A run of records
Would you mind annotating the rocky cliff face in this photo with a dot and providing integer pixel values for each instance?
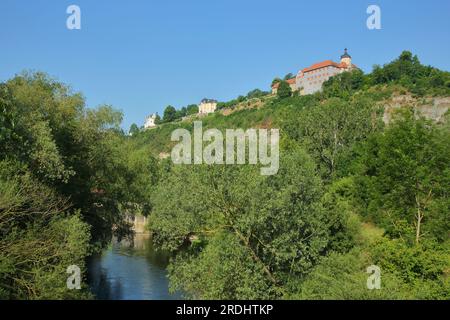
(433, 108)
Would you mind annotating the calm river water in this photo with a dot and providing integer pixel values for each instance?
(130, 271)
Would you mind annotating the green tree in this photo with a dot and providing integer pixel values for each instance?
(192, 109)
(284, 90)
(170, 114)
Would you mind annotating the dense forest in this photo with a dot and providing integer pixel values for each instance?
(352, 191)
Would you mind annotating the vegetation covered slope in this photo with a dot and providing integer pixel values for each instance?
(351, 192)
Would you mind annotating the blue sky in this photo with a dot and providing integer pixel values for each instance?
(141, 56)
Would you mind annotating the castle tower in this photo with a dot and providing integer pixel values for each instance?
(346, 58)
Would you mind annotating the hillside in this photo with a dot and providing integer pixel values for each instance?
(363, 181)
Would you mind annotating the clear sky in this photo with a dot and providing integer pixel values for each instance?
(141, 56)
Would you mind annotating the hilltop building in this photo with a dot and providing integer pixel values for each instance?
(150, 121)
(310, 80)
(292, 83)
(207, 106)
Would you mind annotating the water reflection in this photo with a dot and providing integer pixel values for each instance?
(130, 271)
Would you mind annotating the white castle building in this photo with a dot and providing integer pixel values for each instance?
(310, 80)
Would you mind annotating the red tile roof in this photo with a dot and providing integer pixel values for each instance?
(324, 64)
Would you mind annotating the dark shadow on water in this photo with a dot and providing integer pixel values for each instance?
(130, 271)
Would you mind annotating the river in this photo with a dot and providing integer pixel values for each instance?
(130, 271)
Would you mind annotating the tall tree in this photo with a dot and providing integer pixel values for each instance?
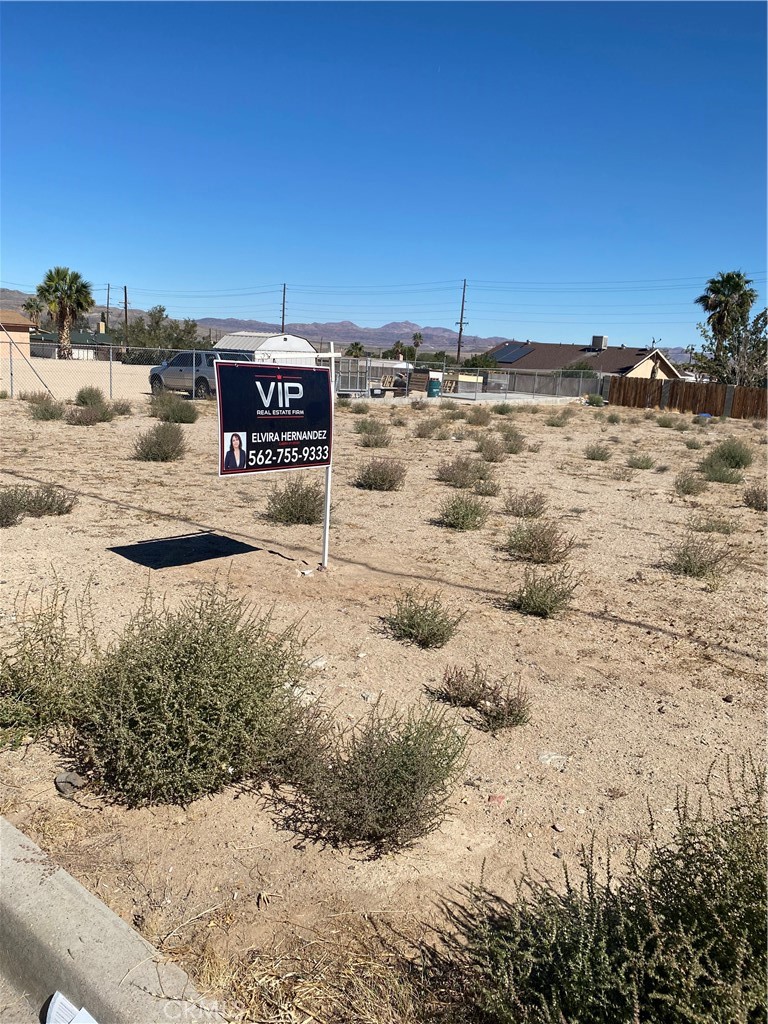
(67, 295)
(727, 299)
(34, 309)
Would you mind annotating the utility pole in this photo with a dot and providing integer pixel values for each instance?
(460, 324)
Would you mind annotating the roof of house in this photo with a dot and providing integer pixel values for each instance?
(9, 317)
(547, 356)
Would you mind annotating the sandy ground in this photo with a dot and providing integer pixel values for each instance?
(628, 687)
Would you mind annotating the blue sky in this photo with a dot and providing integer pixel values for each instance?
(585, 166)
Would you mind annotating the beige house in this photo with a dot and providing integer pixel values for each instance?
(14, 328)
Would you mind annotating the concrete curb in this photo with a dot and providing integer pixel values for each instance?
(56, 935)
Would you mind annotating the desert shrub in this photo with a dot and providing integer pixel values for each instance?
(597, 453)
(463, 471)
(88, 416)
(41, 668)
(756, 498)
(544, 594)
(16, 502)
(717, 472)
(687, 482)
(385, 782)
(699, 557)
(541, 542)
(381, 474)
(45, 407)
(463, 512)
(514, 442)
(498, 705)
(378, 435)
(731, 453)
(426, 427)
(187, 701)
(422, 619)
(296, 501)
(525, 504)
(680, 938)
(487, 488)
(90, 395)
(711, 522)
(478, 416)
(163, 442)
(170, 408)
(492, 448)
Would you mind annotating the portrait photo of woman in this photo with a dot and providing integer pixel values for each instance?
(236, 456)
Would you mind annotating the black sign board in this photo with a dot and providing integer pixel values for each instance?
(272, 417)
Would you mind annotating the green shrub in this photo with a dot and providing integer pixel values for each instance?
(687, 483)
(525, 504)
(711, 522)
(756, 498)
(542, 542)
(463, 512)
(597, 453)
(46, 408)
(377, 435)
(679, 938)
(296, 501)
(421, 619)
(386, 782)
(88, 416)
(478, 416)
(163, 442)
(381, 474)
(731, 453)
(90, 396)
(699, 557)
(170, 408)
(463, 471)
(498, 706)
(185, 702)
(492, 448)
(544, 594)
(16, 502)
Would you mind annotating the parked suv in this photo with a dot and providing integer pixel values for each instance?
(200, 382)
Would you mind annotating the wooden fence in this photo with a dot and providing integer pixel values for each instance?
(688, 396)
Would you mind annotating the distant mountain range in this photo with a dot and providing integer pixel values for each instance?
(342, 334)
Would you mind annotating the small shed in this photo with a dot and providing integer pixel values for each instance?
(287, 349)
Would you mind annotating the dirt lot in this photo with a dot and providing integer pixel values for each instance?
(639, 688)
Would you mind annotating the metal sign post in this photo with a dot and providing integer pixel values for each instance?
(275, 419)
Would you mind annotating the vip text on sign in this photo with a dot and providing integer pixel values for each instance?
(272, 418)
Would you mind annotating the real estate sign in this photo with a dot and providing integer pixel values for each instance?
(272, 418)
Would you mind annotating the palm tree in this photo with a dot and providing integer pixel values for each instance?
(34, 309)
(727, 299)
(67, 295)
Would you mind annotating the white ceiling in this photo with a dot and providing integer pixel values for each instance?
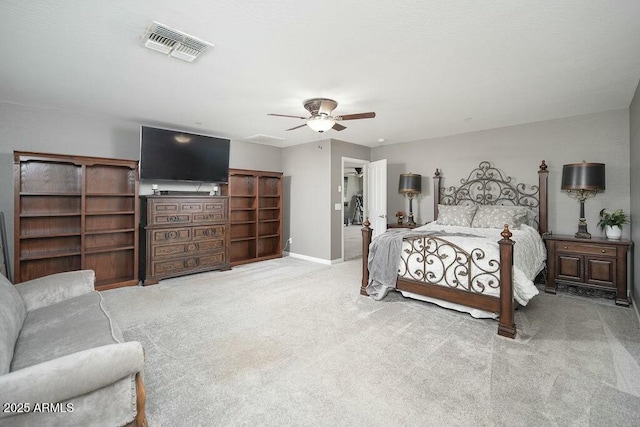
(427, 68)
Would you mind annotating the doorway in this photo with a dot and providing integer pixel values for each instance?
(353, 210)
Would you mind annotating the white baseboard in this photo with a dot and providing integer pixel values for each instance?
(308, 258)
(635, 307)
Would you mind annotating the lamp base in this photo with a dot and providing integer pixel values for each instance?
(582, 235)
(582, 230)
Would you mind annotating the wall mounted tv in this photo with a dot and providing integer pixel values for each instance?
(180, 156)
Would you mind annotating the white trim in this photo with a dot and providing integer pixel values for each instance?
(309, 258)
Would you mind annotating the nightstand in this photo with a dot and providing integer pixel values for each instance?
(396, 225)
(596, 263)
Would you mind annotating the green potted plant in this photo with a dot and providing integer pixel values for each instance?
(611, 222)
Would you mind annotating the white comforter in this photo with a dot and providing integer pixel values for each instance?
(529, 257)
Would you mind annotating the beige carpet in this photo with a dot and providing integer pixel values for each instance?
(290, 342)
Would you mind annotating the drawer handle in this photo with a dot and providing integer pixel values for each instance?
(171, 235)
(191, 262)
(209, 232)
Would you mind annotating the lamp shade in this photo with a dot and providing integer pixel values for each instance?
(410, 183)
(583, 176)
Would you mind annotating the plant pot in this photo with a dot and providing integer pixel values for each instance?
(613, 232)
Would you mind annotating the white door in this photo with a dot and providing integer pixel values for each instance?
(375, 185)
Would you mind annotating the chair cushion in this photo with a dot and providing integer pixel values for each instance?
(12, 314)
(64, 328)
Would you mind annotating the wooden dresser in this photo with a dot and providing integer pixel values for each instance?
(182, 235)
(596, 263)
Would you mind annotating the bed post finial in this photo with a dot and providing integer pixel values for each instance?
(366, 241)
(543, 199)
(507, 326)
(436, 193)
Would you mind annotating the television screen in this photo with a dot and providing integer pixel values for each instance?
(181, 156)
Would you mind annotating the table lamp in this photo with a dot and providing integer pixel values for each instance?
(410, 186)
(582, 181)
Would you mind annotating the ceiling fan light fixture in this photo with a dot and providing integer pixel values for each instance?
(321, 123)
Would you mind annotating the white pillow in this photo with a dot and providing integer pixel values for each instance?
(456, 215)
(496, 216)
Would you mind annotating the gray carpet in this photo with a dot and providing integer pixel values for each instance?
(290, 342)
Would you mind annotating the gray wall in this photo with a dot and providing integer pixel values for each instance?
(634, 121)
(53, 131)
(518, 150)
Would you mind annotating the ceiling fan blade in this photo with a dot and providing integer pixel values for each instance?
(370, 115)
(298, 127)
(286, 115)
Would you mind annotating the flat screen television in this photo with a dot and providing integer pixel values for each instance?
(170, 155)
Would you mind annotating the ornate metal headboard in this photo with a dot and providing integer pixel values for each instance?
(487, 185)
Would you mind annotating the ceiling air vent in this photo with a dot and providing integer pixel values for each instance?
(174, 43)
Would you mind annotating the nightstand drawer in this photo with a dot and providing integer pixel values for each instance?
(586, 249)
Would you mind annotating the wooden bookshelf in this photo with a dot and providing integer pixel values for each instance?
(255, 215)
(73, 213)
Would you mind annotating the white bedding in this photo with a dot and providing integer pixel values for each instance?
(529, 257)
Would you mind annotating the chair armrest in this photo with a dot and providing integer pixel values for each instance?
(54, 288)
(72, 375)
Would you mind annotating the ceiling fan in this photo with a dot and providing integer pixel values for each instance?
(357, 173)
(321, 119)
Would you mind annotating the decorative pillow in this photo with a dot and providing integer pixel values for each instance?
(456, 215)
(495, 216)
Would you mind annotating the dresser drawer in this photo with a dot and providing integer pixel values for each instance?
(169, 235)
(186, 265)
(208, 217)
(191, 207)
(172, 219)
(208, 232)
(586, 249)
(185, 249)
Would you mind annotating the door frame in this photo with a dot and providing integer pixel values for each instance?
(361, 162)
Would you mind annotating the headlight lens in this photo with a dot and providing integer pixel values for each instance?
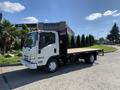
(32, 57)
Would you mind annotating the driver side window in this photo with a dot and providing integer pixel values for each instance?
(46, 38)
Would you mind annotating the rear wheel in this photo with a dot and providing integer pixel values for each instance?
(90, 59)
(52, 65)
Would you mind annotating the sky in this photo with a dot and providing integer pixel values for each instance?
(94, 17)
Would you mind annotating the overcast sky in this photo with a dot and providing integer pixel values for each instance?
(83, 16)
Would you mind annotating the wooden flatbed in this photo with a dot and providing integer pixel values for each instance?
(83, 50)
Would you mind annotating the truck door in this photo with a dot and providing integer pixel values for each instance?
(47, 47)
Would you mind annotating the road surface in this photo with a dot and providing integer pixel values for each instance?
(103, 75)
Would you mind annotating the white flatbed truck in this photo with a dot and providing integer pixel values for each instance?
(49, 49)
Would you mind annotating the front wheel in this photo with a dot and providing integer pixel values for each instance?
(90, 59)
(52, 65)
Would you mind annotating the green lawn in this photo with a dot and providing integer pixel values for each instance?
(106, 48)
(16, 59)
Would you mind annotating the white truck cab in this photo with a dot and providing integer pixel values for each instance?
(49, 49)
(39, 46)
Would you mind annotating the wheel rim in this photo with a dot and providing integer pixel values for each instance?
(91, 58)
(52, 66)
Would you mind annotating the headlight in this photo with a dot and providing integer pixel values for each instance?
(32, 57)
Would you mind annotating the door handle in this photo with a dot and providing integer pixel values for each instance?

THE PROBLEM
Write out, word for word, every line from the one containing "Would you mind annotating the green lawn" through the last line of the records above.

WRITTEN ANSWER
Would you mind annotating the green lawn in this photo with a dot and providing integer pixel values for each instance?
(106, 48)
(16, 59)
Would you mind annotating the white truck cab in this photo with a dot and providing integer pixel values for each instance?
(49, 49)
(39, 46)
Would you mind annotating the wheel rim in this photo with a dot and providing integer pixel values for each instance?
(91, 58)
(52, 66)
Would you mind annotating the headlight in this photo with a dot and providing integer pixel values for each instance?
(32, 57)
Would you mind annotating the door handle in this photo with a dot and providing integer pixel values for each instance?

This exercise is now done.